= Article =
• • • • • • •

5.4. Challenges for a Non-Naturalist or Minimal Theistic Defense of the Intrinsic Value of Wildlife

As I have argued, analysis of the meaning and phenomenology of the goodness of life forms suggests a realm of values not reducible to the physical, and hints at a transcendent goodness that is involved in the creation of life on earth (i.e. a non-naturalism and a minimal theism). This claim may be considered arrogant or presumptive, but I suggest it follows from the rational mind’s quest to know, and if it is inadequate, this can best be shown by demonstrating the weakness of the arguments for such a non-naturalist and minimal theistic foundation of environmental ethics, along with supplying an adequate version of either a subjective or naturalistic theory of intrinsic value. Until this is done, as argued above, there are reasons to believe this lack of success will plague any version of subjective or naturalist theories of intrinsic value.

• • • • • • •

[Region labeling items]
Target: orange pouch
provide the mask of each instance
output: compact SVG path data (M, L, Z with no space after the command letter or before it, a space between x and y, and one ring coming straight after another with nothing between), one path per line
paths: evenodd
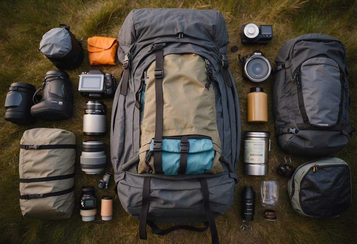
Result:
M118 41L115 38L94 36L88 39L88 55L91 65L115 64Z

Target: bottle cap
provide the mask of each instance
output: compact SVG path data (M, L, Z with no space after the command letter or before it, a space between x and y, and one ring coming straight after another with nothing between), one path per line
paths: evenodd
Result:
M255 91L261 91L263 92L263 88L261 87L252 87L250 89L250 92L253 92Z

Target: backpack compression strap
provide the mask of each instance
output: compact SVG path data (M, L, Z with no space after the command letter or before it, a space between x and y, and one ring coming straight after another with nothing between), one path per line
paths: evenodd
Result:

• • • • • • •

= Problem statement =
Restate the part of the section on the intrinsic value of wildlife that opens with the words containing "As I have argued, analysis" and closes with "theories of intrinsic value.", swapping "arrogant" for "conceited".

= Response =
As I have argued, analysis of the meaning and phenomenology of the goodness of life forms suggests a realm of values not reducible to the physical, and hints at a transcendent goodness that is involved in the creation of life on earth (i.e. a non-naturalism and a minimal theism). This claim may be considered conceited or presumptive, but I suggest it follows from the rational mind’s quest to know, and if it is inadequate, this can best be shown by demonstrating the weakness of the arguments for such a non-naturalist and minimal theistic foundation of environmental ethics, along with supplying an adequate version of either a subjective or naturalistic theory of intrinsic value. Until this is done, as argued above, there are reasons to believe this lack of success will plague any version of subjective or naturalist theories of intrinsic value.